## Your task
Print all records exactly, pictures left out.

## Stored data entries
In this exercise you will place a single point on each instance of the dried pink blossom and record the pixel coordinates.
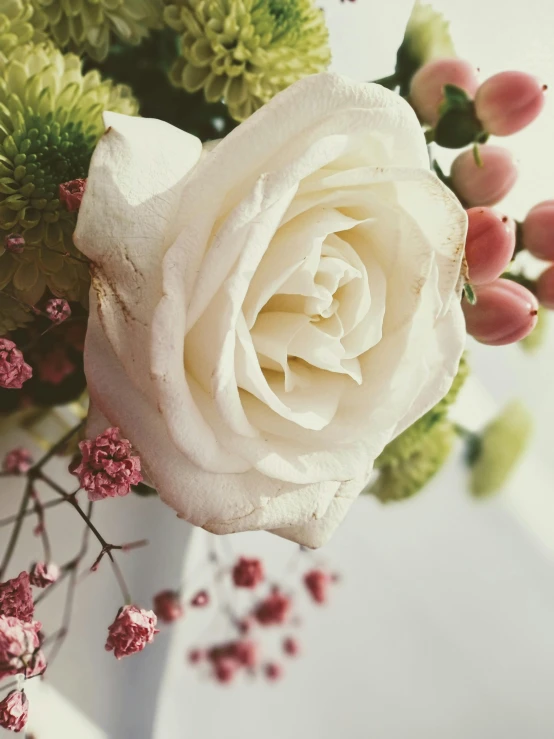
(14, 371)
(18, 644)
(71, 193)
(291, 646)
(273, 610)
(107, 466)
(16, 598)
(43, 574)
(247, 573)
(317, 582)
(168, 606)
(273, 671)
(14, 243)
(58, 310)
(18, 461)
(14, 710)
(201, 599)
(55, 365)
(131, 631)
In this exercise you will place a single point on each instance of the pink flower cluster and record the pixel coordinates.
(16, 598)
(14, 371)
(14, 711)
(131, 631)
(107, 467)
(71, 194)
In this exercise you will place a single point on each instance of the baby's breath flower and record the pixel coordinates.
(50, 120)
(412, 460)
(91, 25)
(246, 51)
(500, 448)
(18, 26)
(427, 37)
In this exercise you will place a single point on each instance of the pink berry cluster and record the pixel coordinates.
(504, 310)
(274, 608)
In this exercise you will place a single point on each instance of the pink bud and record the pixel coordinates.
(545, 288)
(490, 244)
(427, 86)
(485, 184)
(538, 230)
(505, 312)
(509, 101)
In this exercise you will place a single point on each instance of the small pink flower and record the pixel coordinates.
(19, 644)
(14, 710)
(201, 599)
(58, 310)
(195, 656)
(273, 671)
(16, 598)
(316, 582)
(247, 573)
(224, 670)
(107, 468)
(131, 631)
(14, 243)
(273, 610)
(168, 606)
(55, 365)
(291, 647)
(44, 574)
(14, 371)
(71, 193)
(18, 461)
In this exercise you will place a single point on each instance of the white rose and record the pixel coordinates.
(267, 315)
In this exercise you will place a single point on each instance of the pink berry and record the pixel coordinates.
(427, 86)
(485, 184)
(538, 230)
(505, 312)
(545, 288)
(509, 101)
(490, 244)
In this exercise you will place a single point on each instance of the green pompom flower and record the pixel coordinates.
(499, 449)
(246, 51)
(50, 121)
(412, 460)
(91, 25)
(427, 37)
(18, 26)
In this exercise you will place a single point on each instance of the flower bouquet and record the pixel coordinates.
(242, 283)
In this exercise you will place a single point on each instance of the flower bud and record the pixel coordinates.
(490, 244)
(505, 312)
(427, 86)
(545, 288)
(486, 184)
(15, 243)
(509, 101)
(538, 230)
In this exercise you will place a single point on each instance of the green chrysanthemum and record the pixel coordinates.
(246, 51)
(50, 120)
(90, 25)
(499, 449)
(427, 37)
(17, 26)
(416, 459)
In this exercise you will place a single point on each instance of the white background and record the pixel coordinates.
(443, 627)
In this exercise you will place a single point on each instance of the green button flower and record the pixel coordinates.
(246, 51)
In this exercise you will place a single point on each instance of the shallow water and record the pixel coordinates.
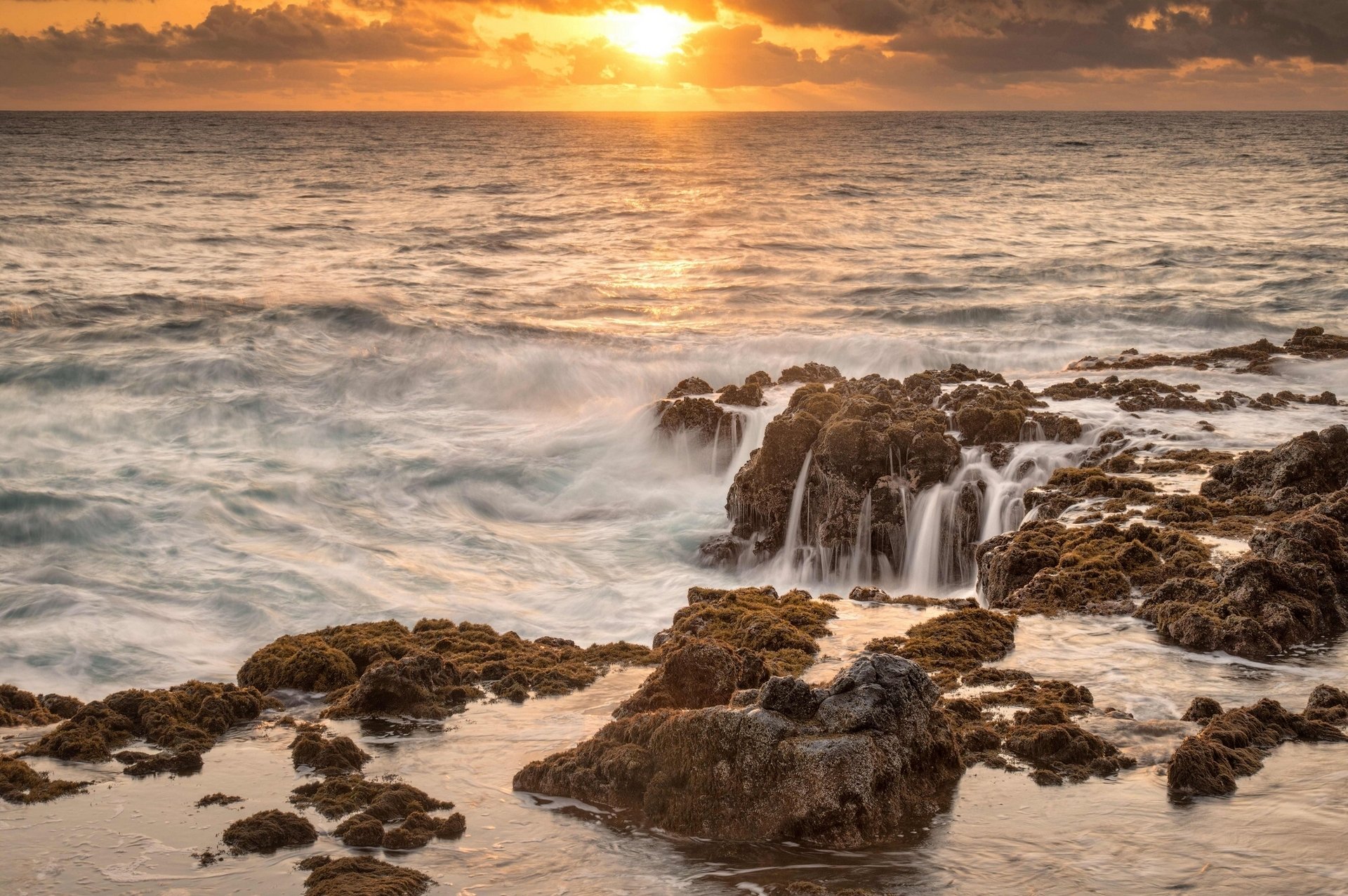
(265, 374)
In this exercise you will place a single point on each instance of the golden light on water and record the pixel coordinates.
(652, 32)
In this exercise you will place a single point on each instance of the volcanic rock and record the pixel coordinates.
(871, 760)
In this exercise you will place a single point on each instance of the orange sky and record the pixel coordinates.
(684, 54)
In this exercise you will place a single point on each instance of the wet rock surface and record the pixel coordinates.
(186, 718)
(19, 783)
(435, 668)
(219, 799)
(386, 801)
(1050, 567)
(362, 876)
(269, 831)
(1290, 588)
(1234, 744)
(369, 808)
(19, 708)
(953, 643)
(326, 755)
(1311, 464)
(857, 452)
(839, 767)
(1254, 357)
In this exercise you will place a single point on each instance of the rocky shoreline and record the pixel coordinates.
(727, 739)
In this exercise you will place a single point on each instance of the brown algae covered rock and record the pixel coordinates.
(386, 801)
(219, 799)
(1290, 588)
(1050, 567)
(362, 876)
(20, 783)
(953, 643)
(850, 764)
(19, 708)
(269, 831)
(1311, 464)
(435, 668)
(326, 755)
(300, 662)
(1234, 746)
(781, 630)
(184, 718)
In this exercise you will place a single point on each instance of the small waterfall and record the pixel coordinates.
(927, 542)
(861, 547)
(793, 526)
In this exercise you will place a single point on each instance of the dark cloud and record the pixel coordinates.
(1044, 35)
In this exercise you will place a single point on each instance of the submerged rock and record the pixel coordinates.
(1234, 744)
(691, 386)
(362, 876)
(326, 755)
(418, 685)
(1290, 588)
(219, 799)
(1049, 567)
(269, 831)
(20, 708)
(186, 717)
(19, 783)
(779, 631)
(953, 643)
(168, 763)
(386, 801)
(809, 372)
(842, 767)
(747, 395)
(432, 670)
(300, 662)
(1311, 464)
(838, 472)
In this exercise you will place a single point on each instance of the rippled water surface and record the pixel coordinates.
(265, 374)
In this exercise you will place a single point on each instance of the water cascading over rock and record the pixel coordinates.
(876, 479)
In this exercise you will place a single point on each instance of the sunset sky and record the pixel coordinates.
(684, 54)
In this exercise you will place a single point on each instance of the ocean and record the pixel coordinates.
(263, 374)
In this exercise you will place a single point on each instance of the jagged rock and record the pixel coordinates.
(1328, 704)
(186, 717)
(1234, 744)
(420, 685)
(694, 673)
(23, 708)
(326, 755)
(870, 762)
(958, 642)
(505, 664)
(269, 831)
(1049, 567)
(363, 876)
(767, 631)
(168, 763)
(300, 662)
(1290, 588)
(747, 395)
(810, 372)
(1311, 464)
(19, 783)
(219, 799)
(1201, 709)
(345, 794)
(691, 386)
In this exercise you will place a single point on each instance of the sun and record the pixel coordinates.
(652, 32)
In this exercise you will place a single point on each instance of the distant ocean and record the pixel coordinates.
(262, 374)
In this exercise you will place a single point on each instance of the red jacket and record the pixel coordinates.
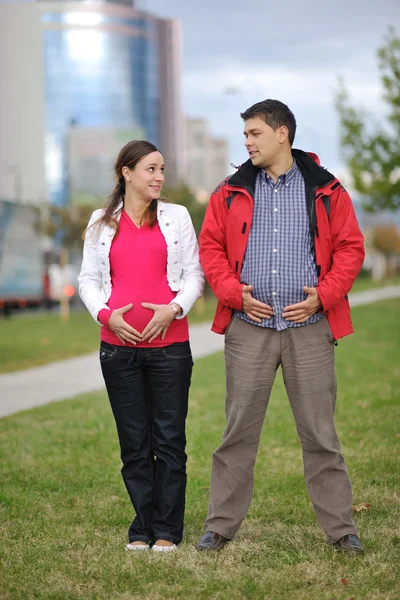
(338, 241)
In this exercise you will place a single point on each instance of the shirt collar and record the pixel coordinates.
(285, 177)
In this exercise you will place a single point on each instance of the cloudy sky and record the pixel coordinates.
(293, 51)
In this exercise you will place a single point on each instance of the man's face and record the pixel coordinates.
(263, 143)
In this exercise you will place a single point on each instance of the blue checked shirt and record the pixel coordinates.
(279, 261)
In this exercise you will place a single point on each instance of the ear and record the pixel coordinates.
(283, 134)
(126, 173)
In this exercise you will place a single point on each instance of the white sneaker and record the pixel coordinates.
(135, 547)
(164, 548)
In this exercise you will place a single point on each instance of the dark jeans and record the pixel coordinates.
(148, 390)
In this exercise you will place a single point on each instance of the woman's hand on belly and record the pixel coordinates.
(163, 316)
(120, 327)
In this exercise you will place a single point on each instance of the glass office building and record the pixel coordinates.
(101, 71)
(84, 77)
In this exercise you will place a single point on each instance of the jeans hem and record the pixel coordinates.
(333, 541)
(139, 538)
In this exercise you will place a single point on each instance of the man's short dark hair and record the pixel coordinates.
(275, 114)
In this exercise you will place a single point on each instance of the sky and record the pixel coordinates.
(238, 53)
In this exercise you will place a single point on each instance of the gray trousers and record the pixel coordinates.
(252, 357)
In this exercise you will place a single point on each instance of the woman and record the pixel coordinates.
(140, 277)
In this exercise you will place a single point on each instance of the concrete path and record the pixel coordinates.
(68, 378)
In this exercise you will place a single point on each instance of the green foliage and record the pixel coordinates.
(64, 511)
(372, 150)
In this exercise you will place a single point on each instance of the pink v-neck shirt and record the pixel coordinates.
(138, 268)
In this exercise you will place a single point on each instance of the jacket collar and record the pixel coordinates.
(314, 175)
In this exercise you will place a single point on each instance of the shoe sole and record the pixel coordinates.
(139, 548)
(164, 548)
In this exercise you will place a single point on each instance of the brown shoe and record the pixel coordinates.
(349, 544)
(211, 541)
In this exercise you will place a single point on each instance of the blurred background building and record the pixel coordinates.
(207, 158)
(80, 79)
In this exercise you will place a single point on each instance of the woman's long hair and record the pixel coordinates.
(129, 156)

## Result of this exercise
In this exercise you will place a single point on each instance of the dried pink blossom and record the pixel coordinates.
(14, 371)
(18, 644)
(71, 193)
(291, 646)
(273, 610)
(107, 466)
(16, 598)
(43, 574)
(247, 573)
(317, 582)
(168, 606)
(273, 671)
(14, 243)
(58, 310)
(18, 461)
(14, 710)
(201, 599)
(55, 365)
(131, 631)
In this exercise you will place a single point on each instance of the pink flower cluster and record the pixel coordinates.
(16, 598)
(14, 371)
(14, 711)
(131, 631)
(107, 467)
(71, 194)
In this exercise you will place a single point on each instance of the baby's breath flower and record the pixel coordinates.
(50, 120)
(412, 460)
(91, 25)
(246, 51)
(500, 448)
(18, 26)
(427, 37)
In this exercise you will place a single point on each instance of the pink berry cluster and record the pixel coordinates.
(504, 310)
(274, 608)
In this exercise you will place a single point on each instance of the pink bud and record the pixel coordinates.
(545, 288)
(490, 244)
(427, 86)
(485, 184)
(538, 230)
(505, 312)
(509, 101)
In this exercise you will place a single point on each instance of the small pink flower and record the pixel coordinates.
(19, 644)
(14, 710)
(201, 599)
(58, 310)
(195, 656)
(273, 671)
(16, 598)
(316, 582)
(247, 573)
(224, 670)
(107, 468)
(131, 631)
(14, 243)
(273, 610)
(168, 606)
(55, 365)
(291, 647)
(44, 574)
(14, 371)
(71, 193)
(18, 461)
In this exercise you will place a single point on each instance of the white rose and record the pixel coordinates.
(267, 315)
In this exercise you will place a single point on each instance of the pink berry and record the pixel coordinates.
(427, 86)
(485, 184)
(538, 230)
(505, 312)
(545, 288)
(509, 101)
(490, 244)
In this exercise you will place a single point on each instance of the green pompom flower and record the pixel coordinates.
(499, 449)
(246, 51)
(50, 121)
(412, 460)
(91, 25)
(427, 37)
(18, 26)
In this exercise you will place a single point on each instance of the flower bouquet and record the pixel coordinates.
(242, 283)
In this exercise you will place a single point on each instance of the flower bud and record the pixel coordinates.
(490, 244)
(505, 312)
(427, 86)
(545, 288)
(486, 184)
(15, 243)
(509, 101)
(538, 230)
In this exercise you will place a single point on each instance of the green chrysanthemum and record the pixel coordinates.
(246, 51)
(50, 120)
(90, 25)
(499, 449)
(427, 37)
(17, 26)
(416, 459)
In this exercise you will place a single point on each instance of the white background and record the pixel coordinates.
(443, 627)
In this exercise you will place a single point on each instance of the green button flower and record the pixel coordinates.
(246, 51)
In this exercise you will place a single point on each instance of the shallow water and record the pixel coordinates.
(265, 374)
In this exercise you will place a single point on each instance of the golden light on water and record the pixel coordinates.
(652, 32)
In this exercise you will place a single point on each instance of the volcanic rock and record the pixel coordinates.
(871, 760)
In this exercise you will place a single point on each instance of the orange sky and record the pixel coordinates.
(684, 54)
In this exercise you will place a single point on each instance of the wet rock surface and record the pixel coordinates.
(186, 718)
(19, 783)
(435, 668)
(219, 799)
(386, 801)
(1050, 567)
(362, 876)
(269, 831)
(1290, 588)
(1234, 744)
(369, 808)
(19, 708)
(953, 643)
(326, 755)
(1311, 464)
(857, 452)
(839, 767)
(1254, 357)
In this exercise you will place a single point on each instance of the rocky shoreline and record the pixel coordinates.
(727, 739)
In this exercise you will place a single point on each instance of the brown algae covered rock and record the pixel coordinates.
(386, 801)
(219, 799)
(1290, 588)
(1050, 567)
(362, 876)
(20, 783)
(953, 643)
(850, 764)
(19, 708)
(269, 831)
(1311, 464)
(435, 668)
(326, 755)
(300, 662)
(1234, 746)
(781, 630)
(184, 718)
In this exercise you will place a single point on each instance of the small waterfall and record the pixel coordinates.
(927, 542)
(861, 547)
(793, 526)
In this exercise you will place a single point on each instance of the dark cloud and record the pixel coordinates.
(1044, 35)
In this exercise you will place a single point on each instance of the submerged rock and record the pixel coordinates.
(1234, 744)
(691, 386)
(362, 876)
(326, 755)
(418, 685)
(1290, 588)
(219, 799)
(1049, 567)
(269, 831)
(20, 708)
(186, 717)
(19, 783)
(779, 631)
(953, 643)
(168, 763)
(386, 801)
(809, 372)
(842, 767)
(747, 395)
(432, 670)
(300, 662)
(1311, 464)
(838, 472)
In this exercise you will place a single point on each instance of the rippled water surface and record the pixel coordinates.
(265, 374)
In this exercise you will place a single point on each instance of the water cascading over rock and record the pixel coordinates.
(876, 479)
In this exercise you will place a single point on each instance of the sunset sky and record the pixel coordinates.
(684, 54)
In this exercise you will place a single point on each instance of the ocean and record the pixel coordinates.
(263, 374)
In this exercise you will place a single point on each instance of the jagged rock and record the pixel coordinates.
(1328, 704)
(186, 717)
(1234, 744)
(420, 685)
(694, 673)
(23, 708)
(326, 755)
(870, 762)
(958, 642)
(505, 664)
(269, 831)
(1049, 567)
(363, 876)
(767, 631)
(168, 763)
(300, 662)
(1290, 588)
(747, 395)
(810, 372)
(1311, 464)
(19, 783)
(219, 799)
(1201, 709)
(345, 794)
(691, 386)
In this exercise you will place a single point on each instance of the sun and record the pixel coordinates.
(652, 32)
In this exercise you will place a single point on each instance of the distant ocean and record the pixel coordinates.
(262, 374)
In this exercise you will place a single point on each instance of the red jacket and record the pixel coordinates.
(338, 241)
In this exercise you will place a single point on each instance of the shirt collar and record the pixel coordinates.
(285, 177)
In this exercise you will place a single point on each instance of the cloudy sky and record the pixel coordinates.
(293, 51)
In this exercise you will place a single point on each instance of the man's face and record the pixel coordinates.
(263, 143)
In this exercise you will place a single point on each instance of the blue checked shirt and record the pixel coordinates.
(279, 261)
In this exercise you will place a single point on each instance of the ear and record the pixel coordinates.
(283, 134)
(126, 173)
In this exercise you will place a single point on each instance of the white sneaker and record the pixel coordinates.
(135, 547)
(164, 548)
In this exercise you will place a single point on each instance of the dark jeans and record the pixel coordinates.
(148, 390)
In this exercise you will place a single point on each instance of the woman's hand on belly and record the pixel coordinates.
(163, 316)
(120, 327)
In this exercise you will place a single point on each instance of the glass office building and record the pixel coordinates.
(101, 71)
(84, 77)
In this exercise you will place a single point on each instance of the jeans hem and record the pixel coordinates.
(333, 541)
(139, 538)
In this exercise you will place a single point on each instance of the man's short dark hair and record the pixel coordinates.
(275, 114)
In this exercise you will place a single point on each instance of the sky and record the pixel coordinates.
(238, 53)
In this exercise you will place a single point on each instance of the gray trousers and record the pixel coordinates.
(252, 357)
In this exercise you will place a single point on each instance of the woman and record the pixel coordinates.
(140, 277)
In this exercise you will place a single point on each instance of the concrete path and record the pixel coordinates.
(68, 378)
In this exercise you will place a single point on each instance of the green foliage and record the pixel coordinates.
(64, 511)
(372, 150)
In this exercise you will place a single point on each instance of the pink v-neck shirt and record the pixel coordinates.
(138, 268)
In this exercise you will place a single point on each instance of the jacket collar and record the pixel coordinates.
(314, 175)
In this exercise you will place a single point on each instance of the shoe sole and record the pixel coordinates.
(139, 548)
(164, 548)
In this exercise you will place a single point on each instance of the brown shoe and record the pixel coordinates.
(349, 544)
(211, 541)
In this exercise you will place a single point on each instance of the blurred background building and record the pixel coordinates.
(207, 158)
(80, 79)
In this exercise you will place a single point on each instance of the woman's long hair and record the pixel coordinates.
(129, 156)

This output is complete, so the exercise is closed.